DIRECTIONS: Filter these records by the string "target", copying each line that holds it.

__________

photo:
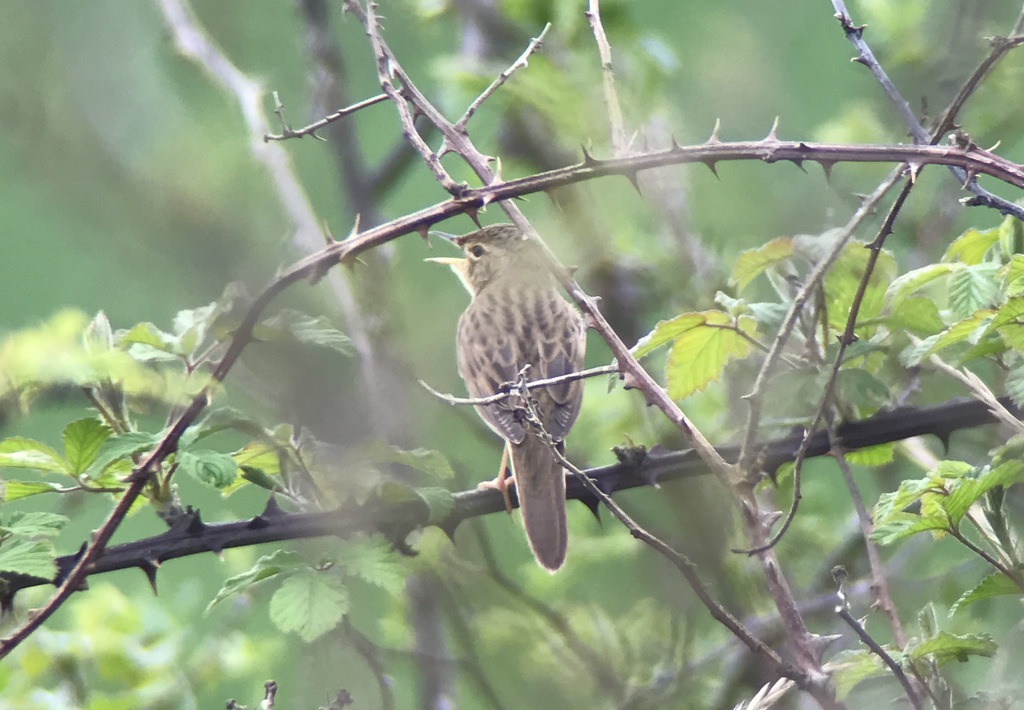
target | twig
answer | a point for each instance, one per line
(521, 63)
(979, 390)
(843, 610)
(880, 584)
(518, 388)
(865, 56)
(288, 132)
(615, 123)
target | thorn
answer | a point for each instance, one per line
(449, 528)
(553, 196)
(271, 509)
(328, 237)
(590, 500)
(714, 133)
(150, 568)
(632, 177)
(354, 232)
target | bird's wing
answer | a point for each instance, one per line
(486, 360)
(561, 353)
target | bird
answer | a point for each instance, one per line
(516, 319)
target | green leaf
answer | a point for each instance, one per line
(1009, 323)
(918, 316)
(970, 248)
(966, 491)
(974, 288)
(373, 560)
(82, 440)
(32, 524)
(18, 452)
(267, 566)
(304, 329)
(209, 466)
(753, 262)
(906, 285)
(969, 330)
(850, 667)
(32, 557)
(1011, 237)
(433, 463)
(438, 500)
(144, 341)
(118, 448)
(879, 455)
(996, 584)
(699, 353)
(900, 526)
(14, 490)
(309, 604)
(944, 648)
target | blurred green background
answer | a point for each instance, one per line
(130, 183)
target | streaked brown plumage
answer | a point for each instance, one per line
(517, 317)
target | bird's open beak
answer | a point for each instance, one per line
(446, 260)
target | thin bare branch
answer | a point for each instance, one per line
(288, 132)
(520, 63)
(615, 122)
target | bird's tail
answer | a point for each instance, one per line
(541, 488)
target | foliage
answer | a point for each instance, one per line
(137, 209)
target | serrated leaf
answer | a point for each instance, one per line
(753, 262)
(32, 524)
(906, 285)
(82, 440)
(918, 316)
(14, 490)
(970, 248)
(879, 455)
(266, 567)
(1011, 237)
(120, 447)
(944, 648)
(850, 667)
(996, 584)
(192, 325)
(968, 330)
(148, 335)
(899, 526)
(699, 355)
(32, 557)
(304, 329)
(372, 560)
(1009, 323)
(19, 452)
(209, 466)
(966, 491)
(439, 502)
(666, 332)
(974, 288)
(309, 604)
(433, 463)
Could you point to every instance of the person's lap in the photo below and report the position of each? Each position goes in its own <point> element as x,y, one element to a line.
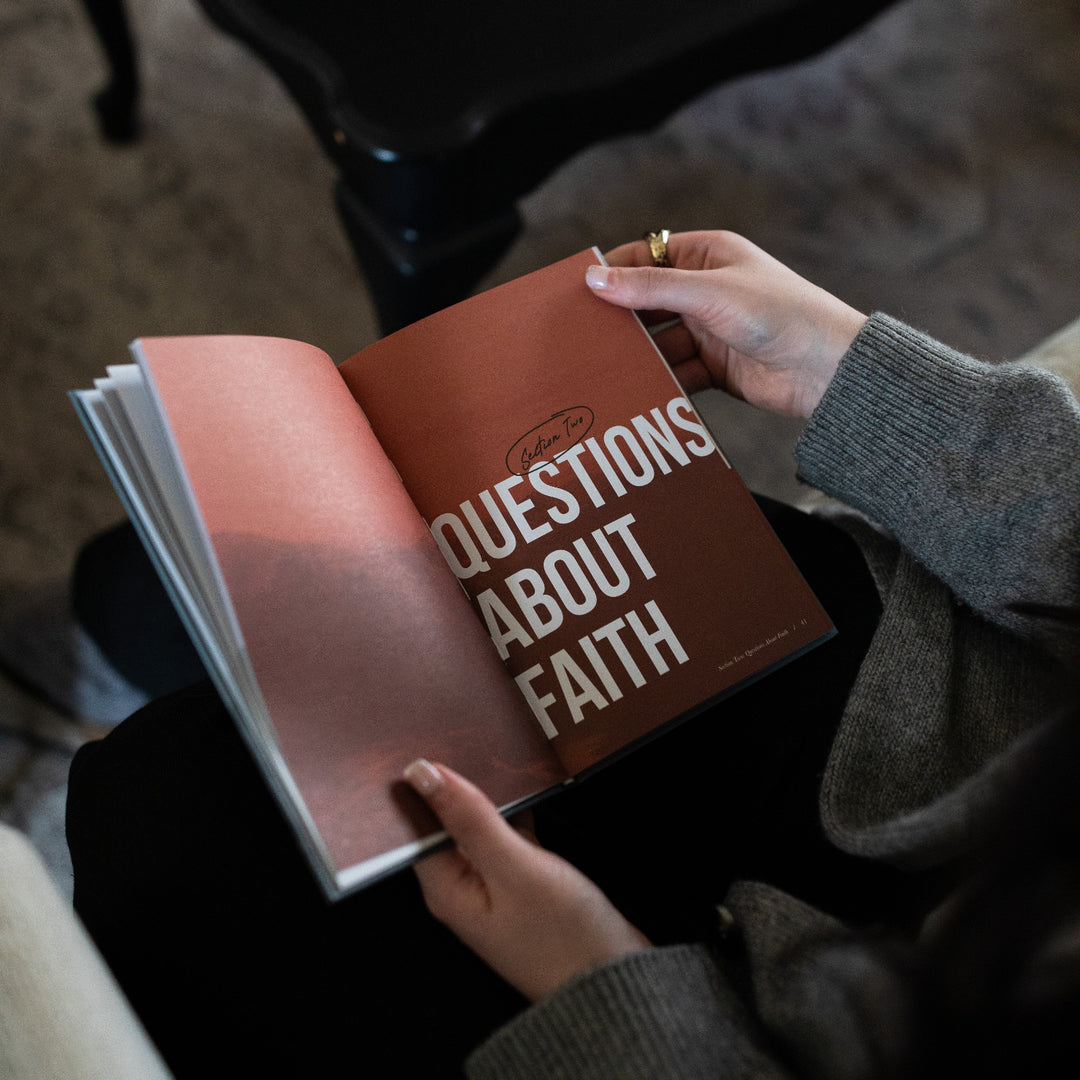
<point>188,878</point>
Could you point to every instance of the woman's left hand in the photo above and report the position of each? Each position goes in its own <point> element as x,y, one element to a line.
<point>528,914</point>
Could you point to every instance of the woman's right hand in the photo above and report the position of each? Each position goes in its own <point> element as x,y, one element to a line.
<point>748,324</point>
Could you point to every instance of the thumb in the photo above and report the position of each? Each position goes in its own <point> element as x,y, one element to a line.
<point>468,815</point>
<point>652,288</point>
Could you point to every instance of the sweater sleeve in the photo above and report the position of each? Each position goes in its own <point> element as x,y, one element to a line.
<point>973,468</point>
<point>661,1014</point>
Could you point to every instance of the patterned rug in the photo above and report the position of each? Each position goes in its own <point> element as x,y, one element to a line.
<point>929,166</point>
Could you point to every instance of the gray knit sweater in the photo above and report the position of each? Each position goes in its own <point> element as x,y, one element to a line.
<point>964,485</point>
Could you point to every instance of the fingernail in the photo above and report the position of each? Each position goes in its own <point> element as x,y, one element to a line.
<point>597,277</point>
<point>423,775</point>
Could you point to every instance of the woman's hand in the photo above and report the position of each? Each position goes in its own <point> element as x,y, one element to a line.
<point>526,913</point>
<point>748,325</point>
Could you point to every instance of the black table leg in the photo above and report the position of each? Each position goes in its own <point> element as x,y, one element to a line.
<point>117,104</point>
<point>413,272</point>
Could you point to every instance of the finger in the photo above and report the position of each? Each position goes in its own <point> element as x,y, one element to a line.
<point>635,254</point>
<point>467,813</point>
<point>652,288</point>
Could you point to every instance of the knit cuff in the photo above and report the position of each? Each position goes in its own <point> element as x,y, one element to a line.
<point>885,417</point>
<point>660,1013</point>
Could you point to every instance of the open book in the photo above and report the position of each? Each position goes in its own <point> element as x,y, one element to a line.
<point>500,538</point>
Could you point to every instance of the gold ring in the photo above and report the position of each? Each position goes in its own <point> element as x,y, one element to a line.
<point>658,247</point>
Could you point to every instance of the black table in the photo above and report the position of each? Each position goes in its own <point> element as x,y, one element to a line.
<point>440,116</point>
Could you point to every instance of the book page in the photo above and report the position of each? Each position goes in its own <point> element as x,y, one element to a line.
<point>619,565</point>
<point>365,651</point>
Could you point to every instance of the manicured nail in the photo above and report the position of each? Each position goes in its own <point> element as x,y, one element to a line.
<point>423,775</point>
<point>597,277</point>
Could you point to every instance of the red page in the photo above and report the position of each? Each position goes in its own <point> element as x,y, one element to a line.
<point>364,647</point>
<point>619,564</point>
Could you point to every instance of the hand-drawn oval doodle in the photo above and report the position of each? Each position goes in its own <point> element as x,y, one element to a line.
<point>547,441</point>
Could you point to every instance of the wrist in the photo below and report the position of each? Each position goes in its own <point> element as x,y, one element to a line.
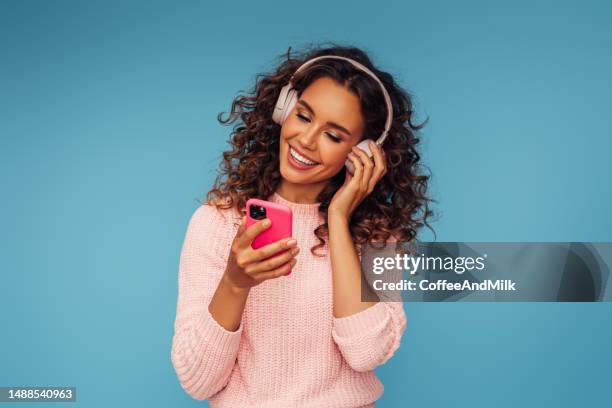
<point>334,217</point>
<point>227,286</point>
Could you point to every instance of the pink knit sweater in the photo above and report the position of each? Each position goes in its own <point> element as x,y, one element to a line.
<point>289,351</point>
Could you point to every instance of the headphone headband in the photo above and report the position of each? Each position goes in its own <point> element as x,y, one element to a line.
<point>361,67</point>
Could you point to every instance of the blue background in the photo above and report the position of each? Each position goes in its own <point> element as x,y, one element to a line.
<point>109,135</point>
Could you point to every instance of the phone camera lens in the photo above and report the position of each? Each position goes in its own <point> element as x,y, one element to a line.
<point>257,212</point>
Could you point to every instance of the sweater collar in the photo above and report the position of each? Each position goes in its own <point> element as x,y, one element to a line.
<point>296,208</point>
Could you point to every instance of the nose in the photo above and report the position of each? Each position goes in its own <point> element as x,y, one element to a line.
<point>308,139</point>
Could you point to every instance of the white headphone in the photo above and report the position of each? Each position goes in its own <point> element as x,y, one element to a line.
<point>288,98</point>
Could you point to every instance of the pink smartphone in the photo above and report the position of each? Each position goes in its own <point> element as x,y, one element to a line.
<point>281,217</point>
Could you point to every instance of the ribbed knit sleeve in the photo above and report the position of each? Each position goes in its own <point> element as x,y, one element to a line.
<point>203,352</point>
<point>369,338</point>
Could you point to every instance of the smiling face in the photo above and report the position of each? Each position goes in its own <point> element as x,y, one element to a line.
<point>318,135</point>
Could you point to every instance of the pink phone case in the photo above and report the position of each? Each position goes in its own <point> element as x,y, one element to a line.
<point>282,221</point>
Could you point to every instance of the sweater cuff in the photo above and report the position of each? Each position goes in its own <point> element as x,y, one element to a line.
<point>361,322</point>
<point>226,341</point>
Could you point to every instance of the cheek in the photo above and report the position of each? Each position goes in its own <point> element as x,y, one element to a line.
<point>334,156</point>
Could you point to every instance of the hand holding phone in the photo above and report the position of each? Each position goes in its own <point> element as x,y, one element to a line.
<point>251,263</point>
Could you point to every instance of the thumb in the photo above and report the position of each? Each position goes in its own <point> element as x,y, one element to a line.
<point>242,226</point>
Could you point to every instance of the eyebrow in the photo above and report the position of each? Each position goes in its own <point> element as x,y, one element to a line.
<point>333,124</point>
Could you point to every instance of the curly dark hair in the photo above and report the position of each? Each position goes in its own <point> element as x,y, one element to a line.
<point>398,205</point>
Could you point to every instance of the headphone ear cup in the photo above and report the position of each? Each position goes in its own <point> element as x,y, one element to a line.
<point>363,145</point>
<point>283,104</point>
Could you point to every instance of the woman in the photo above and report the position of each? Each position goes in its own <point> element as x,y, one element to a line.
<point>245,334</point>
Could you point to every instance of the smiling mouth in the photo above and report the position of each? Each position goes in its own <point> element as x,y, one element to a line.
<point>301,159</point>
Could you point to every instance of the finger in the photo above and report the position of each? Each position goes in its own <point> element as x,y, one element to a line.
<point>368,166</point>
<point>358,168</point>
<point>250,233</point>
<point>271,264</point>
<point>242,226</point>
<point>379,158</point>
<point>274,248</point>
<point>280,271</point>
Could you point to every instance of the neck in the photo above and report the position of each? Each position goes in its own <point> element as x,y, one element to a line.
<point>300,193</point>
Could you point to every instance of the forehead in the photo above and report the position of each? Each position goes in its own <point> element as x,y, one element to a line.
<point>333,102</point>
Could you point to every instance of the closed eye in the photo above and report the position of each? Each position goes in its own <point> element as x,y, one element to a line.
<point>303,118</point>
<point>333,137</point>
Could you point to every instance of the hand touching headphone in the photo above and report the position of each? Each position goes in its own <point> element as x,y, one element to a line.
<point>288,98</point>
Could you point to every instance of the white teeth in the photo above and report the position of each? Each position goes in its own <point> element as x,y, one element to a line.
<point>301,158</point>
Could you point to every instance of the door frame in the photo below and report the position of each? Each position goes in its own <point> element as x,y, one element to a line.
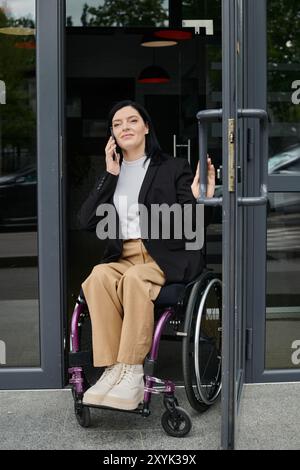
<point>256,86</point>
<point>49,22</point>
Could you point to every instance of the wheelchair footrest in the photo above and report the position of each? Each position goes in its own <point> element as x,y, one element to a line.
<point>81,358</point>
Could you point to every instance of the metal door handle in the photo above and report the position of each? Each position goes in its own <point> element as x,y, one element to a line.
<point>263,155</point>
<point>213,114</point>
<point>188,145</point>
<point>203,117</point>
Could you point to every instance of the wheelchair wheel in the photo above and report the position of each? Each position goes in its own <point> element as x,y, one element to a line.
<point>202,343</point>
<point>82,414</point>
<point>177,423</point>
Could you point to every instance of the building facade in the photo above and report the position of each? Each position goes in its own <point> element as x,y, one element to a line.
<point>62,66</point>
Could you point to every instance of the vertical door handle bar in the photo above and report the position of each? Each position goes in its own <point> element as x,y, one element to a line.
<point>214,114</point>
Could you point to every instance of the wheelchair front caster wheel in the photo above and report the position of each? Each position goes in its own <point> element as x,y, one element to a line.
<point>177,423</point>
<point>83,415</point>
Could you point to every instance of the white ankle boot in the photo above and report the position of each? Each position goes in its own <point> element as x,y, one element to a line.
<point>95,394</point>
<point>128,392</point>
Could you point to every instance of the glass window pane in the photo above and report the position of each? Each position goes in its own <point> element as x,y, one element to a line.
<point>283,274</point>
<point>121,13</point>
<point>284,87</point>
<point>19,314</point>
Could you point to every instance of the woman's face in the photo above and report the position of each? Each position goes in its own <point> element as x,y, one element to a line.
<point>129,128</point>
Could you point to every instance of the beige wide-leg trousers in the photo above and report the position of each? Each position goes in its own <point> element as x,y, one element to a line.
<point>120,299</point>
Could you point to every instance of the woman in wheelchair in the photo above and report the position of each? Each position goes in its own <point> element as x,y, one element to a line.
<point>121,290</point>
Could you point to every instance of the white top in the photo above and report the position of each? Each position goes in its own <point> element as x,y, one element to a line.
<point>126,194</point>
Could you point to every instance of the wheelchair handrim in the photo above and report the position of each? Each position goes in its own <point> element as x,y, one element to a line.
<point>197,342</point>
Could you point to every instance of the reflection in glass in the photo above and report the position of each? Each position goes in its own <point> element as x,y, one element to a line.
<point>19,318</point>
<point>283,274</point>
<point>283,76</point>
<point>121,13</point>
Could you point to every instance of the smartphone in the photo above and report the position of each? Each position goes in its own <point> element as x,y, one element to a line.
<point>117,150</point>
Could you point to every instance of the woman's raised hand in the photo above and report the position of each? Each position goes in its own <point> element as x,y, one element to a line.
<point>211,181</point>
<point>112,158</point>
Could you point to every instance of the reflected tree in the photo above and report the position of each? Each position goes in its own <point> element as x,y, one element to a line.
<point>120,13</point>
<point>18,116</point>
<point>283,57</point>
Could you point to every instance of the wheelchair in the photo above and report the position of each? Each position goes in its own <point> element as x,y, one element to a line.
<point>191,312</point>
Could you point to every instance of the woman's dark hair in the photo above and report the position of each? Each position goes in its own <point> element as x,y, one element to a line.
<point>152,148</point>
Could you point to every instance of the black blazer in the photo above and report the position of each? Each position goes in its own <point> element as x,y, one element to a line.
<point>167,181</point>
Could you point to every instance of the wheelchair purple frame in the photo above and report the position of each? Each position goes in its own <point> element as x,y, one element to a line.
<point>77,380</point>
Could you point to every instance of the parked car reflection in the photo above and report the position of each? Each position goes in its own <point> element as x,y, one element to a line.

__________

TASK RESPONSE:
target | twig
target | thorn
target | bird's wing
target | bird
target | green leaf
target | blurred green background
target | streaked brown plumage
target | bird's open beak
target | thin bare branch
target | bird's tail
target | foliage
target | serrated leaf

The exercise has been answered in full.